*Short task 1*. In the commentary on Measure J, by what vote did the Landmarks Preservation Commission and the City Council accept the revised ordinance?

━━ Document

Public Comment

Commentary: Preservation and Democracy: The Case Against Measure J

By Alan Tobey
Friday October 13, 2006

At a recent campaign appearance, mayoral candidate Zelda Bronstein said that the people of Berkeley should oppose “government by fiat” and instead encourage more “community-based decision-making.” That’s a great idea—and all who agree with it will vote against Measure J, the anti-democratic landmark preservation initiative. 

For the last six years the City Council has been managing a community-wide effort to update and improve our well-regarded Landmarks Preservation Ordinance (LPO). That effort, in typically democratic Berkeley style, has required dozens of commission meetings, workshops and public hearings; discussion at more than ten meetings of the City Council; hundreds of hours of expensive city staff time; and thousands of hours of citizen participation.  

The resulting revised ordinance was accepted on supermajority 7-2 votes by both the Landmarks Preservation Commission and the City Council (as a first reading) in July. It makes modest changes to the existing ordinance, only two of which remain controversial (see below). This “community-compromise” ordinance involved hard bargaining among passionate citizens groups—ably facilitated by Mayor Bates and LPC commissioner Carrie Olson—who all yielded some ground so as to meet in the middle.

━━━━

*Short task 2*. Identify every line of the entries that contains the word "Detect", and copy each one. Case counts.

━━ Provided records

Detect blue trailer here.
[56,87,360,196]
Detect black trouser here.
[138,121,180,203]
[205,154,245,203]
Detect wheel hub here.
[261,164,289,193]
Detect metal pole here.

━━━━

*Correct output 1*. By supermajority 7-2 votes.

*Correct output 2*.
Detect blue trailer here.
Detect black trouser here.
Detect wheel hub here.
Detect metal pole here.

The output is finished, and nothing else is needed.